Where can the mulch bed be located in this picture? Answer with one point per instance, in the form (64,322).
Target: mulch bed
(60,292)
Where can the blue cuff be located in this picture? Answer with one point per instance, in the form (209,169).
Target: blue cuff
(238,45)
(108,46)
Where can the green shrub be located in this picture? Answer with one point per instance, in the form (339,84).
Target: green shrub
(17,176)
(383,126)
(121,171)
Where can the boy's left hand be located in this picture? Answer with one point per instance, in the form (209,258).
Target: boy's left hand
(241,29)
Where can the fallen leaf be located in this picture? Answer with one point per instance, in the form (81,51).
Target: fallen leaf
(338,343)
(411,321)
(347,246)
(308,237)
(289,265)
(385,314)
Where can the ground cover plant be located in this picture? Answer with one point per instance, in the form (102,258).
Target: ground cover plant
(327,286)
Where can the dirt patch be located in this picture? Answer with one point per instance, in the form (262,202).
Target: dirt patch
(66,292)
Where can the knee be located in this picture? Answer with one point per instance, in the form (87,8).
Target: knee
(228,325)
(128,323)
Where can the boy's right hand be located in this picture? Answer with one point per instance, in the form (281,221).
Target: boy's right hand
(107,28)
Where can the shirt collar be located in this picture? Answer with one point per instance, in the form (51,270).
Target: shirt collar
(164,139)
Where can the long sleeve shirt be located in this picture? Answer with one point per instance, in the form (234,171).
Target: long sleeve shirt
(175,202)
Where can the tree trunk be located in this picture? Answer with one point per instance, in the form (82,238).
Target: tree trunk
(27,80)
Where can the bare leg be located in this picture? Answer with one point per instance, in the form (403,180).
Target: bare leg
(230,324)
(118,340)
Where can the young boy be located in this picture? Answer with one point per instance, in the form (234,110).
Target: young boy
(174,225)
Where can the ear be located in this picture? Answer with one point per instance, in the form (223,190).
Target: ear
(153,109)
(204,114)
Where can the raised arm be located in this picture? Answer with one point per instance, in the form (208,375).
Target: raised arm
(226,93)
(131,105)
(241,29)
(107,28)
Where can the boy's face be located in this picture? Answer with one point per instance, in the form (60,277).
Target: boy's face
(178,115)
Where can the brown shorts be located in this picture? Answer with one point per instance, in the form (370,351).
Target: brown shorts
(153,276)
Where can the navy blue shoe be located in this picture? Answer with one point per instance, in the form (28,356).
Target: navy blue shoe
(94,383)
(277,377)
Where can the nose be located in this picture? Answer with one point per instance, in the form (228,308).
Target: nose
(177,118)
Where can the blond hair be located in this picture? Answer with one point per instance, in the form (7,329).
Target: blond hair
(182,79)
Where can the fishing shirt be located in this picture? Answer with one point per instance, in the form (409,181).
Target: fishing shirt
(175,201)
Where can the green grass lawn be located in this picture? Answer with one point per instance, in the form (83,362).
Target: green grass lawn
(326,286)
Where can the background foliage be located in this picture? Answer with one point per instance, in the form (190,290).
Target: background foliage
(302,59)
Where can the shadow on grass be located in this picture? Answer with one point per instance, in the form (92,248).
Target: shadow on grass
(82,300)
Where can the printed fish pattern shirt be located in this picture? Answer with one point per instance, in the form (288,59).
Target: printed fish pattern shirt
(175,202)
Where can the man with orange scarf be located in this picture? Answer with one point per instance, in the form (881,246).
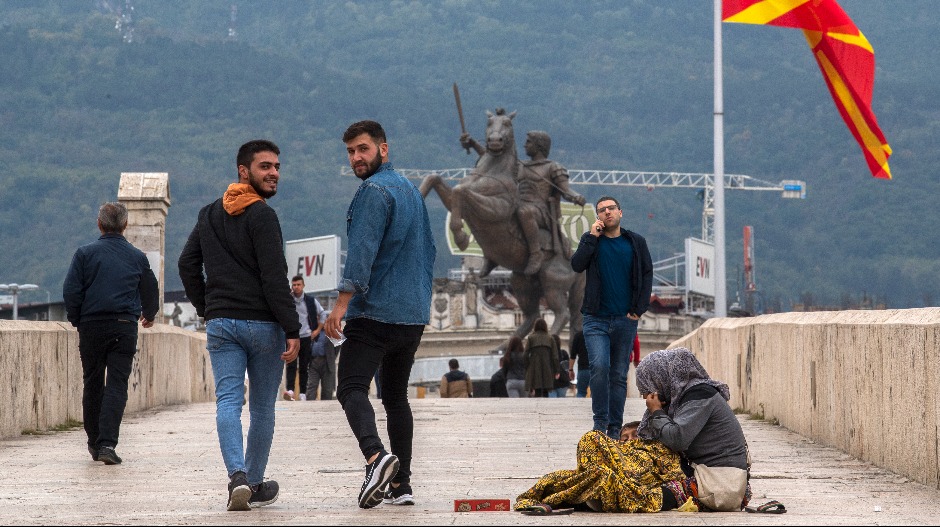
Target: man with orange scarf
(235,274)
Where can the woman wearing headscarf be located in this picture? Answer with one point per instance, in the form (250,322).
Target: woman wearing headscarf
(689,413)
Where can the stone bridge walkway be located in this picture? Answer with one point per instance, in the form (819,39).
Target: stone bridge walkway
(470,448)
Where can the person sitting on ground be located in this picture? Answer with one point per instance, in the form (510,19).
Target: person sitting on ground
(611,476)
(628,432)
(456,383)
(689,413)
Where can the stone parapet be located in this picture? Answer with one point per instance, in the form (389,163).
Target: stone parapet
(41,373)
(865,382)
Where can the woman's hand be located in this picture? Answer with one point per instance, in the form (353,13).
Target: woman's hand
(652,402)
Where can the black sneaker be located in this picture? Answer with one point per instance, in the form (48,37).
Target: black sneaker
(264,493)
(400,495)
(378,474)
(239,493)
(108,455)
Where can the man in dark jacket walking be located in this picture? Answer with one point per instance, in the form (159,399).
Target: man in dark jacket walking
(455,383)
(616,294)
(108,288)
(246,300)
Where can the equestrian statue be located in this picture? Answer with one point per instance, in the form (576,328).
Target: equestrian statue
(512,208)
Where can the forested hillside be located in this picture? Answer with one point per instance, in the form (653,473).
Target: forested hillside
(618,84)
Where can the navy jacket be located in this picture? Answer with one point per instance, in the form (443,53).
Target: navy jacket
(234,267)
(585,258)
(110,279)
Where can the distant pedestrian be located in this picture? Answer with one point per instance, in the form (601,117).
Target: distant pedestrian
(579,356)
(514,359)
(385,297)
(541,361)
(308,311)
(455,383)
(235,274)
(108,289)
(562,383)
(616,294)
(498,382)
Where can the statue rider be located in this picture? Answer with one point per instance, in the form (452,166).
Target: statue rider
(541,183)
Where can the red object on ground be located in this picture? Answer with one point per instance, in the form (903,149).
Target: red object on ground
(481,506)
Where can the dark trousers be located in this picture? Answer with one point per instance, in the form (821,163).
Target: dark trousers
(321,377)
(107,349)
(301,362)
(370,344)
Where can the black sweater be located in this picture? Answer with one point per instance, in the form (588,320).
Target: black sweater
(245,270)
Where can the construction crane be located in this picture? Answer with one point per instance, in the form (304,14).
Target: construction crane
(650,180)
(750,287)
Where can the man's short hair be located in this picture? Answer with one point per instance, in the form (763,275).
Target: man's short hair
(112,216)
(606,198)
(374,129)
(541,140)
(246,153)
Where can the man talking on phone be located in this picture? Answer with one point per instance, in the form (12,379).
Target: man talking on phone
(616,294)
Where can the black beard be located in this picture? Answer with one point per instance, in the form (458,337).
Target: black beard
(261,192)
(373,167)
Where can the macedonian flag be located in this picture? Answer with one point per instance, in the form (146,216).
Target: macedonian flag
(845,57)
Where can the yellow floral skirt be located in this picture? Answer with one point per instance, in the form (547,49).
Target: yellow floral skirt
(622,476)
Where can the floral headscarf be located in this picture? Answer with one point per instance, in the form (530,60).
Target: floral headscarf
(671,373)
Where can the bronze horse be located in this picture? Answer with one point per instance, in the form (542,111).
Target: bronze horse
(487,200)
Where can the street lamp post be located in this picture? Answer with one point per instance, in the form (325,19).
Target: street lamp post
(15,290)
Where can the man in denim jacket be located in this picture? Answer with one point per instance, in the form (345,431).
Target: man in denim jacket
(385,296)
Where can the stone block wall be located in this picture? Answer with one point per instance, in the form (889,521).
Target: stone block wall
(41,373)
(865,382)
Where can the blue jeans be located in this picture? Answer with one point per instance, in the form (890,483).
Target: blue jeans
(584,379)
(236,346)
(609,341)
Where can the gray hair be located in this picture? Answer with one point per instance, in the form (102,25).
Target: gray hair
(112,217)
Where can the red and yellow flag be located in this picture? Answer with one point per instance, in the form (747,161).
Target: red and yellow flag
(845,57)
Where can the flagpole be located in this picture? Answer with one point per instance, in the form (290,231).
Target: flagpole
(721,303)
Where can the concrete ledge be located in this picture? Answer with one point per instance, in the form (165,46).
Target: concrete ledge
(865,382)
(41,373)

→ **What the task requires**: Go down the entries above from the line containing "Where can the shadow" to the line containing "Where can the stone bridge" and write out each line exactly, leaving pictures out.

→ **Answer below**:
Where can the shadow on grass be located in this picture? Answer with one point per instance, in the form (92,248).
Target: shadow on grass
(82,300)
Where can the printed fish pattern shirt be located in this picture? Answer with one point per instance, in the form (288,59).
Target: printed fish pattern shirt
(175,202)
Where can the man with orange scarf be located in this picture? Answer with one point per instance, in the form (881,246).
Target: man with orange scarf
(235,274)
Where can the woman wearing headscarf be located in this picture? Answer with one point per instance, in the form (250,322).
Target: woman wearing headscarf
(689,413)
Where can the stone bridge walkway be located in this picture? Answer with one point per instance, in the form (819,39).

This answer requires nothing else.